◆ **ZU ERLEDIGEN**:
1/ Wann rammte die Titanic laut dem Textauszug den Eisberg?
2/ Wie lautet der Satz „1898 wurde die einzige Tochter Helen Melville geboren.“ aus dem Textauszug auf Englisch?

◆ **TEXTAUSZUG**:
____
1886 heuerte Edward John Smith bei der White Star Line an und wechselte damit zur Passagierschifffahrt. Ein Jahr später heiratete er Sarah Eleanor Pennington, sie lebten zunächst in Hampshire und später in Southampton. 1898 wurde die einzige Tochter Helen Melville geboren.

Nach dem Unglück war es Eleanor Smith, die den ersten Gedenkgottesdienst für die Toten der Titanic abhalten ließ: "Mein Herz ist voller Kummer für Sie alle und beladen mit der Sorge, dass Sie niedergerungen werden von dem fürchterlichen Unheil, das uns getroffen hat."

Die Menschen, die von den Stewards der Titanic in der Nacht vom 14. auf den 15. April geweckt wurden, ahnten nicht, was ihnen bevorstand. Ein leichtes Zittern war durch die Titanic gegangen, als sie am Sonntag um 23.40 Uhr den Eisberg gerammt hatte. Deswegen sollten sie aufstehen und mit ihren Schwimmwesten in die eiskalte Nacht hinausgehen? Sich über 20 Meter tief in die dunkle See an Bord eines schwankenden Rettungsbootes abseilen lassen?

"Frauen und Kinder zuerst"
____
◆ **BEREITGESTELLTE DATEN**:
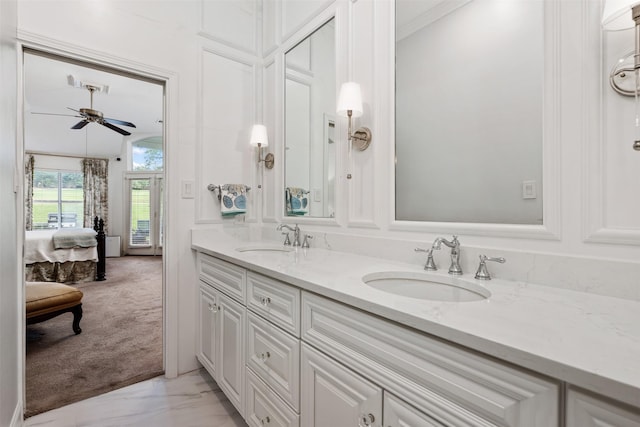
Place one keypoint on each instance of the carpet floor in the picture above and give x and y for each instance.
(120, 343)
____
◆ **ANTWORTEN NACHEINANDER**:
1/ Am Sonntag um 23.40 Uhr.

2/ In 1898, the only daughter, Helen Melville, was born.